# [Exercise 1]
Pick out every line in the entries below that contains the word "fire".

# [Source text]
__________

# Best online prank to scare your friends to death?



## go4saket (Sep 28, 2007)

Hi Guys!

I just found some thing that actually scared me like hell. One of my friend showed me a website which according to him was made by a person called Peter who died making the site and since then his soul resides in that site and now that site has the power to answer any question you ask him. I didnt believe him but he proved himself right. The rule was that you have to ask only about present and not the future or past. I asked numerious questions and all the answers came out to be true. 

I knew this was some kind of a prank but still got so very scared...

As I am going to tell you the logic behind the prank, you wont enjoy it so much, but play it with some one else who is with you and see his/her reactions. Wanna try???

*Explanation...*
Visit *www.peteranswers.com.
Ask your own question. This step just familiarizes you with the site. On the Peter Answers site, there are two text boxes: "Insert Petition" and "Insert Question." The directions tell you to type in either "Peter, please answer the following question:" or "Peter, please answer:" in the petition box. Note the colon ":" at the end of each of these queries. This is essential because without it, you will not be able to proceed to the question box. Once you type the phrase and enter the colon your cursor will automatically be in the question box. You can ask any question you like, but you must end it with a question mark "?". A box will appear with some warnings about privacy, and you'll need to click the "Accept" button to continue. Once you do, Peter will answer with some generic statement. That's not very much fun, is it? Don't worry. The next steps will show you how to pull the prank on your friends.
Gather a friend or two and sit at the computer. You must be the one typing in order for the prank to work.
Have someone else think of a question. You need to know the question before you type anything.
Type a period "." in the "Insert Petition" box. You'll notice that the letter "P" will appear instead of a period.
Type in the answer to the question. As you type each letter or number of the answer, the screen will display one more letter of the phrase, "Peter, please answer the following question:" This means no one will know that you're typing the answer to the question, because it looks like you're typing, "Peter, please answer the following question:".

__________

(Recorded data)

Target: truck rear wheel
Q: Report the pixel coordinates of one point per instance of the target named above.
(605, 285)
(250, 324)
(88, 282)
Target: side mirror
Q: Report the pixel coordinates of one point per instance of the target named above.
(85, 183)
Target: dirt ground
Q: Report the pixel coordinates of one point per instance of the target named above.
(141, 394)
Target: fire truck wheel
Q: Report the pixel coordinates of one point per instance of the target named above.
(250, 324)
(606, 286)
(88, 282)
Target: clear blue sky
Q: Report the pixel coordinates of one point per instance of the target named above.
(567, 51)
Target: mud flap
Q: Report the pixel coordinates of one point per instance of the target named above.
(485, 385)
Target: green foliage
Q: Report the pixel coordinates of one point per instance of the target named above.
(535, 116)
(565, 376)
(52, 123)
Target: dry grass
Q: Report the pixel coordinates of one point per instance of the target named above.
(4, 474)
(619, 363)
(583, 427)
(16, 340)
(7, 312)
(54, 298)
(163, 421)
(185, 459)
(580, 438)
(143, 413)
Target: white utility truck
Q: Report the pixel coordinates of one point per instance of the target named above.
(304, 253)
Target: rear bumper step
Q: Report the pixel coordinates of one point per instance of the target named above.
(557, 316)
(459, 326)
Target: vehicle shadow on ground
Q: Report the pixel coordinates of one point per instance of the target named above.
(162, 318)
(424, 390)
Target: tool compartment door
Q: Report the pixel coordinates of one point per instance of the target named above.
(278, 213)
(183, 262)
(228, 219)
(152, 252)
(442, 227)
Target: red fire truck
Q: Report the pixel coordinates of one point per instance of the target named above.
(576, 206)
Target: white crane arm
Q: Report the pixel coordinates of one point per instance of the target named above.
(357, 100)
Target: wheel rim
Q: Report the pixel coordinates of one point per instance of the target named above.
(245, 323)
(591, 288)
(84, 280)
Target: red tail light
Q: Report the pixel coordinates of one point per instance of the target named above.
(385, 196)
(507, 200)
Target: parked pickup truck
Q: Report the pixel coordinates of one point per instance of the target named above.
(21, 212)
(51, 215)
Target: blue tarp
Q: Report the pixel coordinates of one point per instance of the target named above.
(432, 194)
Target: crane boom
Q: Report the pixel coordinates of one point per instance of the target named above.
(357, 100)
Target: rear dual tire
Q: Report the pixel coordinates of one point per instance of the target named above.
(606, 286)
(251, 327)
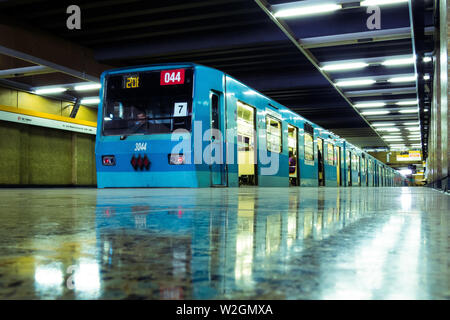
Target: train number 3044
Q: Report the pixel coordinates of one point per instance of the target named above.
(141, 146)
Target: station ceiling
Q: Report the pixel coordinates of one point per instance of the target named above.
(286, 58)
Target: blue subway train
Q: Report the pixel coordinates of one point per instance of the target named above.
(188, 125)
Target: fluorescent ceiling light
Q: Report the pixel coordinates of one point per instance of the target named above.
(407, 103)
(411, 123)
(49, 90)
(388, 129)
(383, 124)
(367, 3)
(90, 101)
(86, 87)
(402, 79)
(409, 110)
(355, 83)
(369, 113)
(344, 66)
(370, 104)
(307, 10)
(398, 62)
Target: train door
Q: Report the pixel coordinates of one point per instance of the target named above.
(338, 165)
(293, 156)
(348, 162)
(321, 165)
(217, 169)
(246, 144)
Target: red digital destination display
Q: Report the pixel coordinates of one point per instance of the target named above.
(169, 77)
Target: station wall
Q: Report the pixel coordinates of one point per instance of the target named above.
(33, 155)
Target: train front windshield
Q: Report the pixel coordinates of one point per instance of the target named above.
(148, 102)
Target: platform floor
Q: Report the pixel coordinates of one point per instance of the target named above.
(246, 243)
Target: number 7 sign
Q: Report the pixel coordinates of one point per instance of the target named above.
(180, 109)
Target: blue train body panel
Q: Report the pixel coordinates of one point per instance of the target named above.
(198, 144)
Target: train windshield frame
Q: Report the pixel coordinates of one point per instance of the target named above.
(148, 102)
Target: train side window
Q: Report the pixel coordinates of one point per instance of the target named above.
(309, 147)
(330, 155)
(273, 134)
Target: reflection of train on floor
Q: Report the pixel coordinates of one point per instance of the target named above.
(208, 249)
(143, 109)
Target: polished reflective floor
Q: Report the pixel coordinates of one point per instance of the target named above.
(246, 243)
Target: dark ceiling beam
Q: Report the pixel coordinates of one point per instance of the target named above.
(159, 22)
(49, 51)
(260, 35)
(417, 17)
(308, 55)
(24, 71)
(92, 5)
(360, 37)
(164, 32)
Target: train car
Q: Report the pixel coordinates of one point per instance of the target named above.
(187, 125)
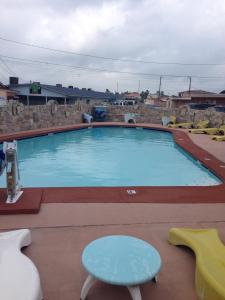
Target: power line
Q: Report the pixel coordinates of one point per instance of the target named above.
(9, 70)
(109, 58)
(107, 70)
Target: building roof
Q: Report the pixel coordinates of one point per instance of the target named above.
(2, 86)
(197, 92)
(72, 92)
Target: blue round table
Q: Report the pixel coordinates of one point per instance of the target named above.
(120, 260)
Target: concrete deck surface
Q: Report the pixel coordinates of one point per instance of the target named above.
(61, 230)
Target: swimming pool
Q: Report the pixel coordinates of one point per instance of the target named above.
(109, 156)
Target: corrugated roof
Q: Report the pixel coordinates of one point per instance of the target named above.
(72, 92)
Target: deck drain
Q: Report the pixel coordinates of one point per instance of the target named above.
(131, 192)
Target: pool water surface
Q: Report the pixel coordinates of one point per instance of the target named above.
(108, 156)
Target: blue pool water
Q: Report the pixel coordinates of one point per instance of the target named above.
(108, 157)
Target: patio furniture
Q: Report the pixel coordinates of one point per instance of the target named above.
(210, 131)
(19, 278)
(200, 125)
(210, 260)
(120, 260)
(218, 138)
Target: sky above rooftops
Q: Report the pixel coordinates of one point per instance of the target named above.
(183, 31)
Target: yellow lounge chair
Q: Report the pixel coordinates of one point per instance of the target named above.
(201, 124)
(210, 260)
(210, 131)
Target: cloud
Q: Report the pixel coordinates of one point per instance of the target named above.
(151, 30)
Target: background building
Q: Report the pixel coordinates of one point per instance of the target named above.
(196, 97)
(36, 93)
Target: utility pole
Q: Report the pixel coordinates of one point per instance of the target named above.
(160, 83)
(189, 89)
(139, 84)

__________

# [Exercise 2]
From the forum thread about the online prank, copy word for word the passage that begins at "## go4saket (Sep" and stops after "Visit *www.peteranswers.com.".

# [Full solution 1]
Target: fire truck wheel
Target: red fire truck

# [Full solution 2]
## go4saket (Sep 28, 2007)

Hi Guys!

I just found some thing that actually scared me like hell. One of my friend showed me a website which according to him was made by a person called Peter who died making the site and since then his soul resides in that site and now that site has the power to answer any question you ask him. I didnt believe him but he proved himself right. The rule was that you have to ask only about present and not the future or past. I asked numerious questions and all the answers came out to be true. 

I knew this was some kind of a prank but still got so very scared...

As I am going to tell you the logic behind the prank, you wont enjoy it so much, but play it with some one else who is with you and see his/her reactions. Wanna try???

*Explanation...*
Visit *www.peteranswers.com.